DIRECTIONS FOR THIS TASK:
Your output should be every line below, copied exactly.

RECORDS PROVIDED:
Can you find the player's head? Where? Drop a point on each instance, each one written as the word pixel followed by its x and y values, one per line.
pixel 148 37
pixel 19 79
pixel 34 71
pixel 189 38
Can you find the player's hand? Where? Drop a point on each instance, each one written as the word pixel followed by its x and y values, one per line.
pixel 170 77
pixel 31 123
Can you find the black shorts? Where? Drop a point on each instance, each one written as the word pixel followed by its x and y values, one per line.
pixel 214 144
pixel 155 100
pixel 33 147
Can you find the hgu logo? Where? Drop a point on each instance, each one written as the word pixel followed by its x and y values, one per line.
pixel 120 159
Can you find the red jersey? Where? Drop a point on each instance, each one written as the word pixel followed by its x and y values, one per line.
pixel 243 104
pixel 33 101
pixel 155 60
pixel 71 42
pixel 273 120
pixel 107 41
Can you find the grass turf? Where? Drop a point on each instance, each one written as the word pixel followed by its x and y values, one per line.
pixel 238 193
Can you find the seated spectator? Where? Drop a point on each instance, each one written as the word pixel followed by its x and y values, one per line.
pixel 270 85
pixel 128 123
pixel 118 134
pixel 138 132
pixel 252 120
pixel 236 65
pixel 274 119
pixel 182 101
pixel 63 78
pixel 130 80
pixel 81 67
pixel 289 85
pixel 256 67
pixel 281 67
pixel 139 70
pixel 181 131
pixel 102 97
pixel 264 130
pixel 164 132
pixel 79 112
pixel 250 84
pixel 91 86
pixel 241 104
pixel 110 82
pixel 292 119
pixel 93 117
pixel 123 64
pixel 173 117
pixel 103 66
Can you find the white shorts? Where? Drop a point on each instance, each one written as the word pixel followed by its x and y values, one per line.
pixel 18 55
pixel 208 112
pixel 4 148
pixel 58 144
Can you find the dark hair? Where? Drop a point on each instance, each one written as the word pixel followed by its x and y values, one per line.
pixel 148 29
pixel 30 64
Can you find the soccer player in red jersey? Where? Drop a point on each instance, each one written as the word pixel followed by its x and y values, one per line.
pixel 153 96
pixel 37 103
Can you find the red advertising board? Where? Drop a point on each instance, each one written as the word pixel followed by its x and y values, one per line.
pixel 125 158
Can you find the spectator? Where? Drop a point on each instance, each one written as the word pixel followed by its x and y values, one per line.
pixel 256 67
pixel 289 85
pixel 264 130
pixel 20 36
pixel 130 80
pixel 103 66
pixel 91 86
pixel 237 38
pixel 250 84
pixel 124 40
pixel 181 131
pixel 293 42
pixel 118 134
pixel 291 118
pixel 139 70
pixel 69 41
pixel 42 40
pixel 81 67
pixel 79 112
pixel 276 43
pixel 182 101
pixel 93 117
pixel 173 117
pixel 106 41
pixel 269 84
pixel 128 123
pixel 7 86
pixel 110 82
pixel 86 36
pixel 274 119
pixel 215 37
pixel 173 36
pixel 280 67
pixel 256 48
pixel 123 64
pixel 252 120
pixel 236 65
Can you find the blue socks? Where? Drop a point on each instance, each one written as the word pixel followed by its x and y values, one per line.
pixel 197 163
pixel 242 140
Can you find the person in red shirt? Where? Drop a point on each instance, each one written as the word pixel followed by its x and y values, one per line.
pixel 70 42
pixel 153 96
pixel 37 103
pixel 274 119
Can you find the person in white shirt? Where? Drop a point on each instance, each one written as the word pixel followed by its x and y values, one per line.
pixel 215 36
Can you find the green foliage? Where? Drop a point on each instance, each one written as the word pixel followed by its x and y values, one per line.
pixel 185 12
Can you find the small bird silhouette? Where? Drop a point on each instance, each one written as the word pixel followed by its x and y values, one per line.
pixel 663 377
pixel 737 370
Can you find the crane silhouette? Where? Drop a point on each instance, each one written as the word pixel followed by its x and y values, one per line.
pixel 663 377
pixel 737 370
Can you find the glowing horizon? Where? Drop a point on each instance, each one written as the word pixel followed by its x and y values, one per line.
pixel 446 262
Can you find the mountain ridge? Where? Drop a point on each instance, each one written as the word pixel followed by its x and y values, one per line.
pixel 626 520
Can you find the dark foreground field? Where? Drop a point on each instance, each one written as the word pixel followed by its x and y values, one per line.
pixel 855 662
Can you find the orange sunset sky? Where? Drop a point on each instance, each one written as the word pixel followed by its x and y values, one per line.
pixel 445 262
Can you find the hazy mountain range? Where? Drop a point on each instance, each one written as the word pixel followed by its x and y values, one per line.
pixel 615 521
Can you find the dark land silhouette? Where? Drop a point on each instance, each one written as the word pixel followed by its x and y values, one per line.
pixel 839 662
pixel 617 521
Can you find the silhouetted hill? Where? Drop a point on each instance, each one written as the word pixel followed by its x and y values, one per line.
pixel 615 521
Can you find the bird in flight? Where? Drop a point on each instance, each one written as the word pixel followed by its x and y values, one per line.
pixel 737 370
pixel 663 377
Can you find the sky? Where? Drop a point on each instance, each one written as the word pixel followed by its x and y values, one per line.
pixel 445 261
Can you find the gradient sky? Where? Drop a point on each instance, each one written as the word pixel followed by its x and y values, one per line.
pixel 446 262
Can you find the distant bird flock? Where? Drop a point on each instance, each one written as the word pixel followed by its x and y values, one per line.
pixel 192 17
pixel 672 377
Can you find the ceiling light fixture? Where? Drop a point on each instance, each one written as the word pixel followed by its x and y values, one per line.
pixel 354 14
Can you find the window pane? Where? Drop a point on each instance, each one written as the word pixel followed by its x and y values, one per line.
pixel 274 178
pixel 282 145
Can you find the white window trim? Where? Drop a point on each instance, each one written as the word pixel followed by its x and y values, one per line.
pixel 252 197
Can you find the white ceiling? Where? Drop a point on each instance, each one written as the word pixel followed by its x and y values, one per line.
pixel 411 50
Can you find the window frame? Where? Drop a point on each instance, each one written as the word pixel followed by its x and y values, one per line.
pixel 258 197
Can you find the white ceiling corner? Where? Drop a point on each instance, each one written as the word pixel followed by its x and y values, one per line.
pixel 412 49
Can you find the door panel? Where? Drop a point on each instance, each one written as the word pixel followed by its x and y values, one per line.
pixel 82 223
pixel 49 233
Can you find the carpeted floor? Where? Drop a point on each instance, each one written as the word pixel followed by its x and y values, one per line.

WORKED SOLUTION:
Can you find the player's head? Where? Drop a point on each instance, each one written as the word pixel followed by its x and y values, one per line.
pixel 148 37
pixel 19 79
pixel 34 71
pixel 189 38
Can you find the player's hand? Where? Drop a point on each instance, each one written as the word pixel followed by its x and y values, one per line.
pixel 170 77
pixel 31 123
Can you find the black shorts? Where? Drop a point on each instance, each one written as the word pixel followed by its x and y values, one per line.
pixel 214 144
pixel 155 100
pixel 33 147
Can you find the hgu logo? Where? Drop a point on each instance, each one written as the word pixel followed by its x and y values, one per line.
pixel 120 159
Can you find the red jersey? Where? Drop a point on each instance, each one written as the word pixel followed by its x and y values, one per line.
pixel 243 104
pixel 33 101
pixel 155 60
pixel 71 42
pixel 273 120
pixel 107 41
Can you find the grass turf? Where? Drop a point on each instance, each one written as the word pixel followed by its x and y values, one per line.
pixel 238 193
Can you find the seated spectator? Where? Drop a point on each instance, each one written as the word pixel followed by its x and y values, one per line.
pixel 270 85
pixel 128 123
pixel 118 134
pixel 138 132
pixel 252 120
pixel 236 65
pixel 274 119
pixel 182 101
pixel 63 78
pixel 130 80
pixel 81 67
pixel 289 85
pixel 256 67
pixel 281 67
pixel 139 70
pixel 181 131
pixel 102 97
pixel 264 130
pixel 164 132
pixel 79 112
pixel 250 84
pixel 91 86
pixel 241 104
pixel 110 82
pixel 292 119
pixel 93 117
pixel 123 64
pixel 173 117
pixel 103 66
Can you find the white shorts? Where? Drop a point on each instance, each one written as the word pixel followed by its x and y values, one per line.
pixel 18 55
pixel 208 112
pixel 4 148
pixel 58 144
Can you find the dark hair? Where? Drop a point on each instance, each one written as the word pixel followed by its x and y values, one per line.
pixel 148 29
pixel 30 64
Can you find the soccer player in red jersey? Where? Drop a point on each instance, each one written as the word pixel followed by its x and y values, one per line.
pixel 153 96
pixel 37 103
Can you find the red advertising board? Where? Drop a point on each instance, each one written as the word pixel followed by its x and y values, one per line.
pixel 125 158
Can you find the spectator? Where? Drop a point on each instance, each one written as the word pixel followed by its x and y values, one per line.
pixel 256 67
pixel 289 85
pixel 264 130
pixel 20 36
pixel 130 80
pixel 103 66
pixel 91 86
pixel 237 38
pixel 250 84
pixel 124 40
pixel 181 131
pixel 293 42
pixel 118 134
pixel 291 118
pixel 139 70
pixel 69 41
pixel 42 40
pixel 81 67
pixel 79 112
pixel 276 43
pixel 182 101
pixel 93 117
pixel 173 117
pixel 106 41
pixel 269 84
pixel 128 123
pixel 7 86
pixel 110 82
pixel 86 36
pixel 274 119
pixel 215 37
pixel 173 36
pixel 280 67
pixel 256 48
pixel 123 64
pixel 252 120
pixel 236 65
Can you find the blue socks? Where? Drop a point on each instance, each one written as the word pixel followed by its x and y values, one per line.
pixel 197 163
pixel 242 140
Can you find the person in red shirt? Where? Drop a point on each instance, each one written as the word pixel followed by its x and y values, one per line.
pixel 70 42
pixel 153 96
pixel 37 103
pixel 274 119
Can you find the person in white shirt? Where? Drop a point on each instance, each one written as the word pixel followed by its x and y values, one per line.
pixel 215 36
Can you find the green foliage? Where? Drop a point on each instance, each one written as the word pixel followed by its x and y values, one per line.
pixel 185 12
Can you find the small bird silhouette? Where? Drop a point on each instance, each one written as the word pixel followed by its x and y values, one per line.
pixel 663 377
pixel 737 370
Can you find the crane silhouette? Where? Drop a point on each instance, each one written as the word pixel followed by its x and y values, one per line.
pixel 663 377
pixel 737 370
Can you find the glowing horizon? Where? Drop a point on each instance, each one written as the word pixel followed by its x and y values, one per line.
pixel 446 262
Can you find the mountain ridge? Where? Drop a point on each instance, each one written as the word pixel followed by its x and y values, one per line.
pixel 626 520
Can you find the dark foreground field? Where? Drop a point on each instance, each one written as the word pixel followed by its x and y values, one per line.
pixel 855 662
Can you find the orange sunset sky? Where? Drop a point on each instance, each one written as the word pixel followed by its x and y values, one per line.
pixel 445 262
Can you find the hazy mountain range? Where? Drop a point on each instance, each one written as the word pixel followed by its x and y values, one per line.
pixel 615 521
Can you find the dark land silhouette? Where? Drop a point on each instance, each one written as the word pixel followed by its x and y values, one per line.
pixel 839 662
pixel 617 521
Can you find the silhouetted hill? Where? Drop a point on each instance, each one written as the word pixel followed by its x and y values, one per line.
pixel 615 521
Can you find the bird in flight? Where? Drop a point on each instance, each one written as the word pixel followed by its x and y values, one per line.
pixel 737 370
pixel 663 377
Can you find the sky? Where? Drop a point on each instance, each one written as the word pixel followed by its x and y values, one per line.
pixel 445 261
Can you find the gradient sky? Where? Drop a point on each instance, each one written as the word pixel followed by its x and y values, one per line.
pixel 446 262
Can you find the distant bird flock? Where? Drop a point on each instance, each one written as the word pixel followed by its x and y values, one per line.
pixel 192 17
pixel 672 377
Can you find the ceiling light fixture? Where? Drop a point on each instance, each one written as the word pixel followed by its x and y values, one per line.
pixel 354 14
Can you find the window pane? Where? Drop a point on each instance, each one written as the word pixel followed by its x and y values, one per line.
pixel 274 178
pixel 282 145
Can you find the white window trim? Where? Drop a point on each instance, each one written as the word pixel followed by its x and y values, one per line.
pixel 252 197
Can you find the white ceiling? Where? Drop a point on each instance, each one written as the word pixel followed by its x and y values, one per line.
pixel 411 50
Can you find the window frame? Where? Drop a point on each instance, each one written as the word pixel followed by its x and y values, one per line.
pixel 258 197
Can you find the white ceiling corner? Where? Drop a point on each instance, each one written as the word pixel followed by its x and y values, one per line.
pixel 412 49
Can you find the door panel? Where? Drop a point on each instance, each one written as the word pixel followed by its x and y values, one per line.
pixel 82 223
pixel 49 233
Can you find the carpeted floor? Where? Drop a point on each instance, each one written as the word pixel followed by its x and y values, one per line.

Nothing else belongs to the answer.